--- Start of SOURCE TEXT ---
I'm in a strange place today with a lot of thoughts swirling inside me 
about capturing what I call the "soul of education."  So, I want to talk about 
spotlights and houselights.  Weird, huh?  I'm here because I been thinking 
about something a couple of things I came across on the internet.  One was 
Derek Walcott's poem, "Love After Love.  The other "  "the time will come when 
with elation you'll greet yourself arriving at your own door, in your own 
mirror, and each will smile at the other's welcome and say, Sit here. Eat. You 
will love again the stranger who was yourself. Give wine. Give bread. Give back 
your heart to yourself, to the stranger who has loved you all your life, whom 
you have ignored for another, who knows you by heart. Take down the love 
letters from the bookshelf, the photographs, the desperate notes. Peel your own 
image from the mirror. Sit. Feast on your life."     

        For a long time, we've all had discussions around a bunch of cliched 
centering, a supposed inclusive centering that really has an air of exclusive 
centering.  In the last decades, as everyone has examined educational goals, 
objectives, and strategies, the proverbial spotlight has swung from one extreme 
of illuminating the podium to the other extreme of beaming on the classroom 
seat, throwing the professor into an anxious shadowy state.  By that I mean, in 
"learning centered" what happens to "teaching centered?"  In "student centered" 
what happens to "teacher centered."  In focusing on the intellect or cognitive, 
what happens to emotion or affective?"  In focusing on emotion or affective 
center what happens to the intellect or cognitive?"  So, often there seems to 
be more than an implied and applied either/or.  It's as if when one is the 
center of the classroom universe, nothing or no one else is.  It is as if we're 
closing ourselves off to both our life and that of others.  There should be no 
spotlight; it should be turned off and the house lights turned up so the entire 
classroom is revealed.  After all, we're all participants in education.  No 
spotlights.  Just house lights.
--- End of SOURCE TEXT ---
--- Start of RAW DATA ---
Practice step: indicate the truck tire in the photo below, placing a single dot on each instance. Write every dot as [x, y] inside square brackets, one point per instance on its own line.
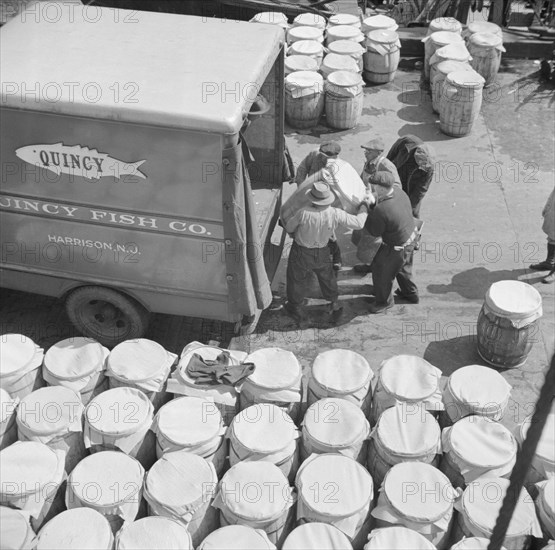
[108, 316]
--- End of RAW DATA ---
PROMPT ▸ Translate this sentence from the text on spotlights and house lights into Spanish: "There should be no spotlight; it should be turned off and the house lights turned up so the entire classroom is revealed."

OUTPUT OF THE TASK ▸ No debería haber ningún reflector; habría que apagarlo y subir las luces de la sala para que toda el aula quede a la vista.